Text provided
* begin *
Armed with the above information I finalized my trip for my dream trip to India. A day prior to departure I called my brother Pramodh in Fiji to let him know about my trip, just in case something untoward happened to me while in India. He then told me about our cousin Jayant was in Delhi a study trip with his family. I immediately called Jayant and was very glad to hear his voice from Delhi. The little apprehension I had about my dream trip disappeared immediately and seeing Jayant’s face at the Indira Gandhi International Airport was a joyous occasion. Jayant, who we lovingly called Jenu bhaiya, was not just a cousin but I regarded him as a good buddy as well. Most of my stay was at their rented flat in Haus Khas, in South Delhi. From there I ventured out to Jalandar, Uttar Pradesh and as far as Mumbai, in search of our beloved Bollywood stars.

My quest for girmit also began to take shape from there. Fortunately Jenu had already been touch with his paternal and maternal ancestral homes in Gaziabad and Diwakarpur in Basti. Both his girmitya ancestors had kept in touch with their homes in Uttar Pradesh and the link never got broken. I accompanied Jenu to his paternal ancestral home in Gaziabad and spent two nights in the village. The visit was exceptional one, and I captured some memorable moments with the boys from the village. This was my first interaction with descendants of the girmityas family in India. In fact Jenu’s uncle very much reminded me of Bhola the girmitya who lived last day of his life in Natabua Old Peoples Home.
* end *
Work to do
a) Write out the passage from the travel account, beginning at the words "Armed with the" and stopping after the words "beloved Bollywood stars.".
b) Answer these questions using the travel account:
(i) Where was the flat where most of the stay took place?
(ii) Where were Jenu's paternal and maternal ancestral homes?
(iii) How many nights were spent in the village in Gaziabad?
The data that comes next is separate from the travel account.

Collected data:
* begin *
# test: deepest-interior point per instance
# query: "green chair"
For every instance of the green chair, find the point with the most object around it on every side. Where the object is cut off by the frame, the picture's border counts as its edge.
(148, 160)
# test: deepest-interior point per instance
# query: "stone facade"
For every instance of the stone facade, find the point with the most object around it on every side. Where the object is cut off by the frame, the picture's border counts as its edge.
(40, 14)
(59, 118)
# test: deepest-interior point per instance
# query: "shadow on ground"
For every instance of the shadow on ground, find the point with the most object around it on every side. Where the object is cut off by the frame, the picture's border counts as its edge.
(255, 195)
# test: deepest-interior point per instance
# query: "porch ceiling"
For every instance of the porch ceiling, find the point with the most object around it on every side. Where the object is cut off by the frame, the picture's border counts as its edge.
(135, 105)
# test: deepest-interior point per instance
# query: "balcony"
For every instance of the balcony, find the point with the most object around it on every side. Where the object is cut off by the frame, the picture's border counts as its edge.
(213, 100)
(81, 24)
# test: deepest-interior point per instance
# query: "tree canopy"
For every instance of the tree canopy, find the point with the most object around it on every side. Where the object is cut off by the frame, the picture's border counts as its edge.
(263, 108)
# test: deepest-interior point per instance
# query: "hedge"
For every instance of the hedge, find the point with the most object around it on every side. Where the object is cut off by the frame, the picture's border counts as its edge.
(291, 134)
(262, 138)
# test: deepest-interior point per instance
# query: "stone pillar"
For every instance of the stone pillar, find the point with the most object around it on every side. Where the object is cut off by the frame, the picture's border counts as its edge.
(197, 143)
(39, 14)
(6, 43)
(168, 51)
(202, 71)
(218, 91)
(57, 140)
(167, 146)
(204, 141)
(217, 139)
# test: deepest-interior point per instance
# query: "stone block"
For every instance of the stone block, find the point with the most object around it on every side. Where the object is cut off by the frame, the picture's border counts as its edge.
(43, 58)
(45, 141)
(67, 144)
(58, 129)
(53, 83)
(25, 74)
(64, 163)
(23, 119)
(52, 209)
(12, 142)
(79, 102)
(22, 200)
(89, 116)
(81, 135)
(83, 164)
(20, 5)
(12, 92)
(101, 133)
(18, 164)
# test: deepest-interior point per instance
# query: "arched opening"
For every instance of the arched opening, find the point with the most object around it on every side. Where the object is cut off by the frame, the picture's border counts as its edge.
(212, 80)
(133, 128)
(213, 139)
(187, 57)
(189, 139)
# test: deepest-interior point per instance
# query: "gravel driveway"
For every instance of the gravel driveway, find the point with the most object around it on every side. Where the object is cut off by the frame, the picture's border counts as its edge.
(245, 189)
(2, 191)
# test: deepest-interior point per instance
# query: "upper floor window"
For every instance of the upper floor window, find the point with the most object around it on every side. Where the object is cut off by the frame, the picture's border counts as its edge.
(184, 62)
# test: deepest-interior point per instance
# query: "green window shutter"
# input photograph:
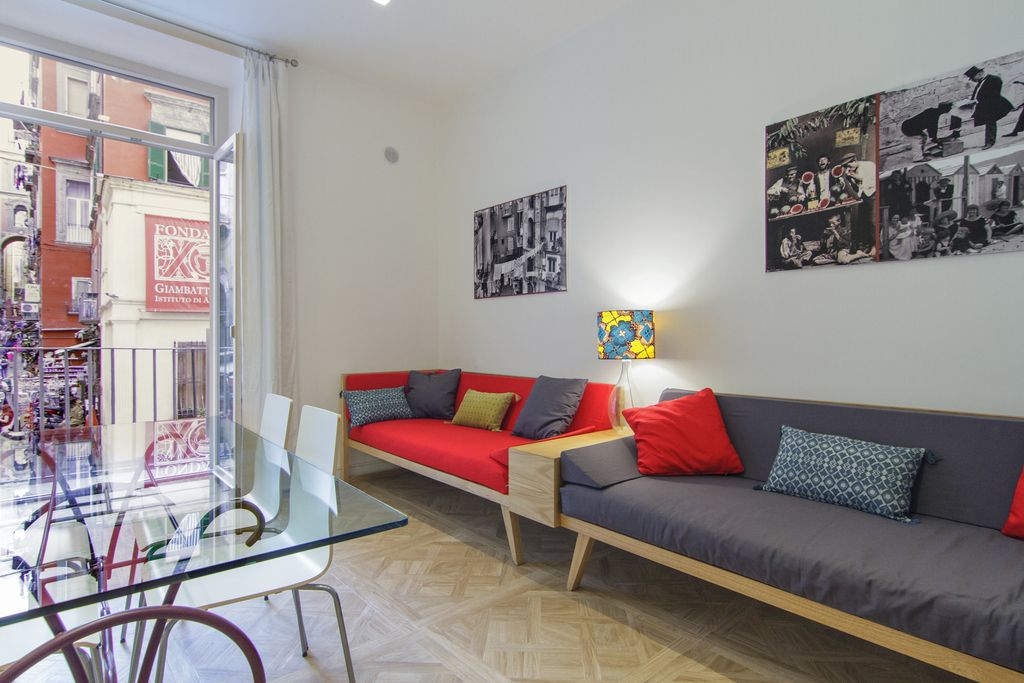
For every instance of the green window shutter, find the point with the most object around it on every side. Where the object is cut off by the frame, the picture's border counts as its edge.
(204, 178)
(158, 158)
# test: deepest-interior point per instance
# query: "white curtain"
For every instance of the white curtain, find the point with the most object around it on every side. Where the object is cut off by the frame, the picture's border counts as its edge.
(266, 336)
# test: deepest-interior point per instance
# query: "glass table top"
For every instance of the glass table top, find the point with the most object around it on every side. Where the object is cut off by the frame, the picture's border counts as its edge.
(103, 512)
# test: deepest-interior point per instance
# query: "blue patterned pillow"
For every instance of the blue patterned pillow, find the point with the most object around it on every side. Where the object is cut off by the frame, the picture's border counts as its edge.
(377, 406)
(845, 471)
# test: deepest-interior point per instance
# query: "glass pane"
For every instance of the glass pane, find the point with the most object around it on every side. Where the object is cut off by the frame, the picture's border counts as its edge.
(53, 85)
(89, 240)
(225, 290)
(148, 494)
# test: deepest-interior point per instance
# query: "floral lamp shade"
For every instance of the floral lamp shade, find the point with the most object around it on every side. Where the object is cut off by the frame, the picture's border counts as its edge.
(625, 334)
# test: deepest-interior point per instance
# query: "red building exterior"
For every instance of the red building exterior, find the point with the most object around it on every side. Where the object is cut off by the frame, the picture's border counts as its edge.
(68, 246)
(59, 259)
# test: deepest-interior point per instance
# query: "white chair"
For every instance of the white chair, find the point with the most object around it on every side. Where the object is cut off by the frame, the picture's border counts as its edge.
(273, 422)
(308, 516)
(265, 493)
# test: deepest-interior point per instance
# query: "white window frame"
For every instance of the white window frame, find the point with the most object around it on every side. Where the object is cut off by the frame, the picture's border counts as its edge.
(68, 73)
(83, 209)
(70, 171)
(77, 300)
(89, 59)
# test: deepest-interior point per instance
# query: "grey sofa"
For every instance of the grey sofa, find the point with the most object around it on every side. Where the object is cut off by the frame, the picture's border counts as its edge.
(948, 590)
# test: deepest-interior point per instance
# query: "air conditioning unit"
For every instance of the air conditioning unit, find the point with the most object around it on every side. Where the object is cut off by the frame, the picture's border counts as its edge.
(30, 311)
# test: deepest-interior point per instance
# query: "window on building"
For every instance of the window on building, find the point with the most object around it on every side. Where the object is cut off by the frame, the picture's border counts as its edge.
(79, 288)
(73, 90)
(176, 167)
(20, 217)
(78, 208)
(189, 379)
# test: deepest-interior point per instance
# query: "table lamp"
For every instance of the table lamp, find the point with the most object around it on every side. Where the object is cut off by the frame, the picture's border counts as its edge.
(624, 335)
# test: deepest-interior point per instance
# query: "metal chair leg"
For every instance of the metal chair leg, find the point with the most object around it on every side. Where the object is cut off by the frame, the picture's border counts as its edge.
(89, 654)
(341, 623)
(162, 652)
(136, 647)
(124, 629)
(302, 627)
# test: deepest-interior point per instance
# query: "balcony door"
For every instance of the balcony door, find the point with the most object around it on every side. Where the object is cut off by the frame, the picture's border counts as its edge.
(225, 279)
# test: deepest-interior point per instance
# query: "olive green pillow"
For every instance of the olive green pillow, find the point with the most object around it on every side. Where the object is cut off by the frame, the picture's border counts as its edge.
(483, 411)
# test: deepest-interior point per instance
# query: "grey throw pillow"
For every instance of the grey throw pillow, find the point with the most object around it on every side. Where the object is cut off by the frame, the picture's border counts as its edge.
(866, 476)
(550, 408)
(376, 406)
(432, 394)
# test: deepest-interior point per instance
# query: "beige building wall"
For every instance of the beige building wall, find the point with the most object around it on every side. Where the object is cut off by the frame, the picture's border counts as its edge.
(125, 323)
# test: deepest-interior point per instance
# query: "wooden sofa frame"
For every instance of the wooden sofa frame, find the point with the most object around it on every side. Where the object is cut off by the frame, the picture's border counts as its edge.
(534, 477)
(938, 655)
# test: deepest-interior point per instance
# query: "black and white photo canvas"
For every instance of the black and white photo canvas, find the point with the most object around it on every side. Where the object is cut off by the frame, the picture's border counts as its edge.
(820, 183)
(519, 246)
(951, 150)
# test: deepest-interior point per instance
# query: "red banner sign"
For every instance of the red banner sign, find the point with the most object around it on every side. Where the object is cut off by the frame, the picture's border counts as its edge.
(177, 264)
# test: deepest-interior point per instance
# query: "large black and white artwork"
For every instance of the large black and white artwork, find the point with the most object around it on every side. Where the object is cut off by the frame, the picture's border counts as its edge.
(519, 246)
(950, 173)
(946, 155)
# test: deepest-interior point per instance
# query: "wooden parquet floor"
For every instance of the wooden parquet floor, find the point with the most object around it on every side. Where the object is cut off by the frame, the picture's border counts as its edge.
(438, 601)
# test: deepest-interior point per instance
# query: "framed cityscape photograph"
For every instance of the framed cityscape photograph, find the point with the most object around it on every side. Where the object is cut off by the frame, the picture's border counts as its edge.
(519, 246)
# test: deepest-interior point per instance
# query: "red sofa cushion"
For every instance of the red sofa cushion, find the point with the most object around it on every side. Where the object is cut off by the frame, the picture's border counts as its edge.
(1015, 522)
(364, 381)
(683, 436)
(463, 452)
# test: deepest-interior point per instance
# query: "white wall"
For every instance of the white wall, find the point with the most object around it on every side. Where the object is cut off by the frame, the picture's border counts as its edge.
(366, 229)
(654, 119)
* end *
Task answers
a)
Armed with the above information I finalized my trip for my dream trip to India. A day prior to departure I called my brother Pramodh in Fiji to let him know about my trip, just in case something untoward happened to me while in India. He then told me about our cousin Jayant was in Delhi a study trip with his family. I immediately called Jayant and was very glad to hear his voice from Delhi. The little apprehension I had about my dream trip disappeared immediately and seeing Jayant’s face at the Indira Gandhi International Airport was a joyous occasion. Jayant, who we lovingly called Jenu bhaiya, was not just a cousin but I regarded him as a good buddy as well. Most of my stay was at their rented flat in Haus Khas, in South Delhi. From there I ventured out to Jalandar, Uttar Pradesh and as far as Mumbai, in search of our beloved Bollywood stars.

b)
(i) Haus Khas, in South Delhi
(ii) Gaziabad and Diwakarpur in Basti
(iii) Two nights